### [Your goal]
Convert the data from the line containing "Pick out every instance of the helicopter door" through the line containing "(1198, 639)" into a Markdown table with two columns, Row and Line. Give each line its own numbered row and leave out blank lines.

### [Rows]
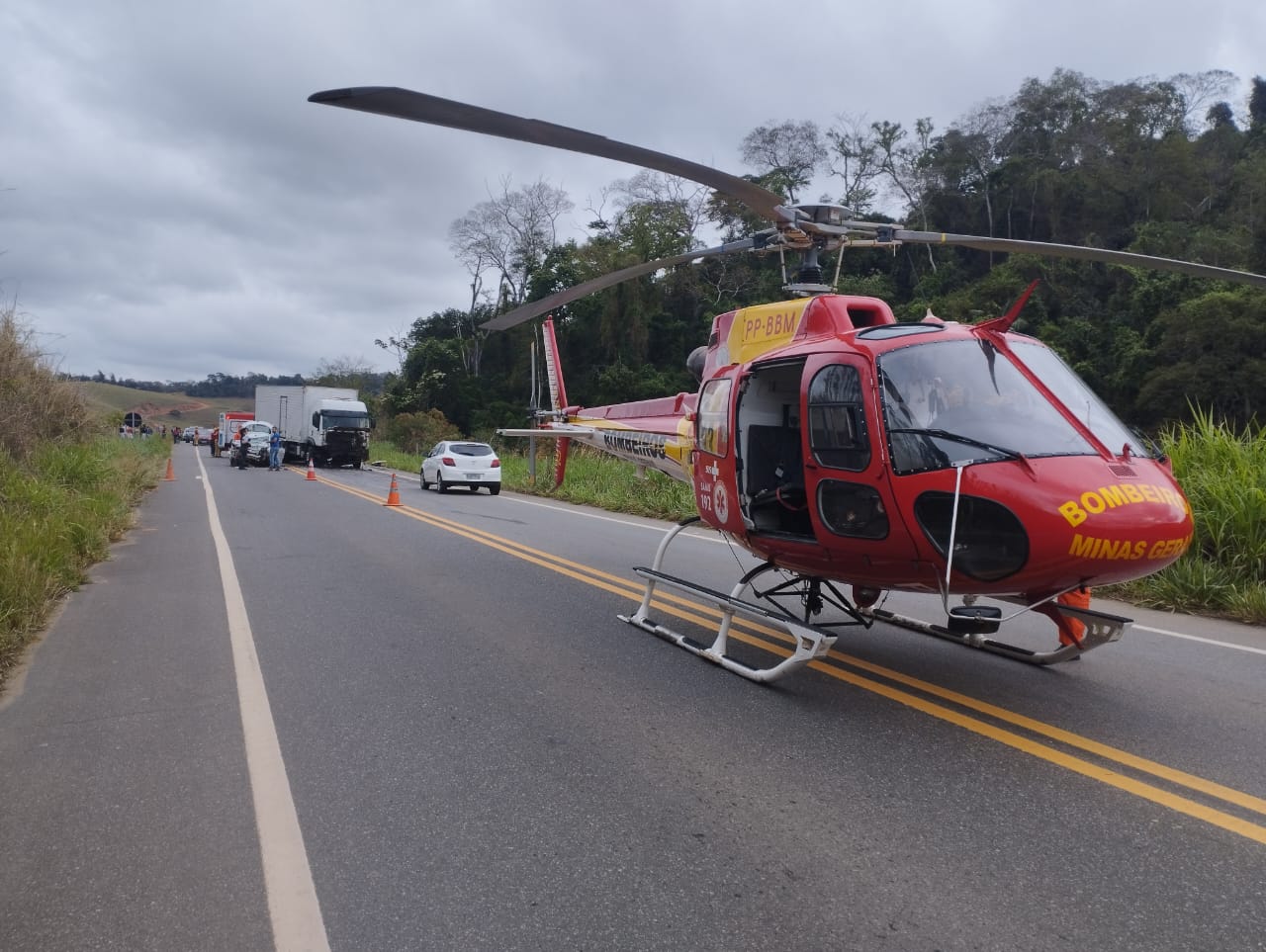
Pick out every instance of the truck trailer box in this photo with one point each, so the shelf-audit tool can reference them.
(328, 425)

...

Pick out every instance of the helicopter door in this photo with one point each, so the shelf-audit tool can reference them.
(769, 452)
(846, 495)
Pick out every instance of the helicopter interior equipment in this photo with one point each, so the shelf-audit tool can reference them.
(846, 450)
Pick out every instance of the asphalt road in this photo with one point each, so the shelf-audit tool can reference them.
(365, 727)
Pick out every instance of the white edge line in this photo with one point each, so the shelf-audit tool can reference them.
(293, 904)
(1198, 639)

### [Answer for this exercise]
| Row | Line |
|---|---|
| 1 | Pick out every instance of the helicopter door in this photo with one point each, so the shelf-audit tool can reference them. |
| 2 | (769, 452) |
| 3 | (846, 495) |
| 4 | Pick out every instance of the helicopter interior equipment in this photo with one point each, so the shelf-audit tool can reference them. |
| 5 | (846, 450) |
| 6 | Pick out every instance of the asphalt road in this photo with one point each, so the shelf-audit tool can reference them. |
| 7 | (365, 727) |
| 8 | Pick out every instance of the white edge line in this photo with one point each, so the shelf-audit tool can reference them. |
| 9 | (293, 904) |
| 10 | (1198, 639) |